Required actions »
[A] Write out the interview excerpt between "[A] Raitt: Well, I" and "duties for them.", inclusive, changing "weight" to "pounds".
[B] Retype the rows between the line holding "Note to the class: point to the guitar pickup" and the final line of the rows, inclusive.

Excerpt to read »
In terms of feeling better, Howlin' Wolf, Muddy Waters, the stuff by Little Feat that kicks your butt. Start Me Up, by the Rolling Stones. Good R&B. Marvin Gaye, Junior Walker. You'll notice I haven't said much from this decade. I'm real current.
I do like to wallow in sad songs when I'm feeling sad. I sing them for that reason, too. But I never do more than three in a row. Otherwise, people would be killing themselves in the audience.
15.
[Q] Playboy: When you decided to take better care of yourself, was there a particular moment when you realized you had to stop drinking?
[A] Raitt: Well, I knew it was coming. I knew that I was going to have to stop drinking too much, because I was putting on a lot of weight and I didn't like the way I looked. And, as people who have had an episode in their lives will tell you, the more your self-esteem drops when you don't like the way you look, the more you try to deny the problem. In my case, it doubled up at a time when Warner Bros., unrelatedly, chose to relieve me of my duties for them.

[Image point annotation entries]
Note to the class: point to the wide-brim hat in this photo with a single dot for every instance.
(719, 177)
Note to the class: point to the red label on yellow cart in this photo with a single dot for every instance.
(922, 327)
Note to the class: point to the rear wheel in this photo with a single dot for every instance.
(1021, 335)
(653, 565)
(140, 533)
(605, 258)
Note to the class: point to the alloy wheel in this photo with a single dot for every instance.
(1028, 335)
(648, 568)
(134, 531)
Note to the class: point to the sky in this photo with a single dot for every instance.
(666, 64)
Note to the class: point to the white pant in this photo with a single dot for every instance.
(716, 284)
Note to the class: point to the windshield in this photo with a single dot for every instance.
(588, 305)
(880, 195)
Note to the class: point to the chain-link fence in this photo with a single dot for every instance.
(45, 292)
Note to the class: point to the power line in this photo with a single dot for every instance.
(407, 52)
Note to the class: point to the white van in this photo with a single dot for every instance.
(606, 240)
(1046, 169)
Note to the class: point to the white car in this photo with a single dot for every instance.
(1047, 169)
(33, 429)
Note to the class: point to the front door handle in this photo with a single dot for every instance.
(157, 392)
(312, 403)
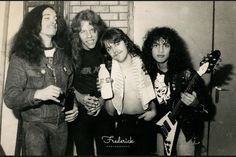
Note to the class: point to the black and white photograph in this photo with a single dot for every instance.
(117, 78)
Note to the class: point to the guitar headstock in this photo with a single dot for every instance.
(208, 63)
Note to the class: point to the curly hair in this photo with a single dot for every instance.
(179, 58)
(98, 24)
(27, 43)
(114, 35)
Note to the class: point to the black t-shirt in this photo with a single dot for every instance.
(86, 75)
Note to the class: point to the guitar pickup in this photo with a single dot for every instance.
(167, 126)
(173, 121)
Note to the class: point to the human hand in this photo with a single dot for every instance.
(98, 83)
(49, 93)
(95, 110)
(71, 115)
(148, 115)
(189, 99)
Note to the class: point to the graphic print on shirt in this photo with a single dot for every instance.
(161, 89)
(90, 70)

The answers »
[A]
[A] Raitt: Well, I knew it was coming. I knew that I was going to have to stop drinking too much, because I was putting on a lot of pounds and I didn't like the way I looked. And, as people who have had an episode in their lives will tell you, the more your self-esteem drops when you don't like the way you look, the more you try to deny the problem. In my case, it doubled up at a time when Warner Bros., unrelatedly, chose to relieve me of my duties for them.

[B]
Note to the class: point to the guitar pickup in this photo with a single dot for every instance.
(167, 126)
(173, 121)
Note to the class: point to the human hand in this photo with a single dot for every instance.
(98, 83)
(49, 93)
(95, 110)
(71, 115)
(148, 115)
(189, 99)
Note to the class: point to the graphic print on shirt in this photo with a single dot for every instance.
(161, 89)
(90, 70)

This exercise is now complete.